CONSIGNES DE L'EXERCICE -
1 – Indiquez si chacune des affirmations suivantes concorde avec l'article sur le marché obligataire, en répondant par oui ou par non et en citant textuellement les mots décisifs : (a) les taux d'intérêt ont atteint un creux à l'automne 2016 ; (b) lorsque les taux augmentent, les obligations prennent de la valeur ; (c) les banques centrales ont accéléré leurs rachats massifs de titres de dette.
2 – Selon l'article sur le marché obligataire, quel est le rôle des titres à revenu fixe ?

TEXTE À LIRE -
------------------------------------------------------------------------
Investir dans le marché obligataire quand les taux jouent contre nous


Édition du 08 Septembre 2018

Investir dans le marché obligataire quand les taux jouent contre nous


Édition du 08 Septembre 2018

[Charles DesGroseilliers]

La tendance haussière des taux d'intérêt se confirme. Que nous réserve l'avenir dans le marché obligataire ? Où seront les occasions d'investissement ? Nos experts se prononcent.

Après avoir atteint un creux à l'automne 2016, les taux d'intérêt remontent. Les banques centrales ont cessé leurs rachats massifs de titres de dette compte tenu de la reprise mondiale. Elles haussent également leur taux directeur progressivement.

Cela est une mauvaise nouvelle pour les titres à revenu fixe, car il existe une relation inverse entre les taux d'intérêt et le prix des obligations. Lorsque les taux augmentent, les obligations perdent de la valeur.

Dans un tel contexte, comment l'investisseur doit-il gérer la partie obligataire de son portefeuille ? Rappelons d'abord que le rôle des titres à revenu fixe est de protéger le portefeuille contre une baisse du marché des actions. Du moins, ce fut le cas depuis une trentaine d'années lorsque les taux d'intérêt baissaient continuellement. Cette relation entre les obligations et les actions pourrait changer à l'avenir. Autrement dit, les bonnes années dans le marché obligataire sont derrière nous. On pourrait donc observer des pertes simultanées dans les portefeuilles d'actions et d'obligations des investisseurs.
------------------------------------------------------------------------
DONNÉES SOURCES -
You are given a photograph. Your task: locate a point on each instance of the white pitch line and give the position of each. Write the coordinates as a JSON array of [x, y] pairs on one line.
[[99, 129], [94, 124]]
------------------------------------------------------------------------
CORRIGÉ -
1 –
(a) Oui : « Après avoir atteint un creux à l'automne 2016, les taux d'intérêt remontent. »
(b) Non : « Lorsque les taux augmentent, les obligations perdent de la valeur. »
(c) Non : « Les banques centrales ont cessé leurs rachats massifs de titres de dette compte tenu de la reprise mondiale. »

2 – Leur rôle est de protéger le portefeuille contre une baisse du marché des actions.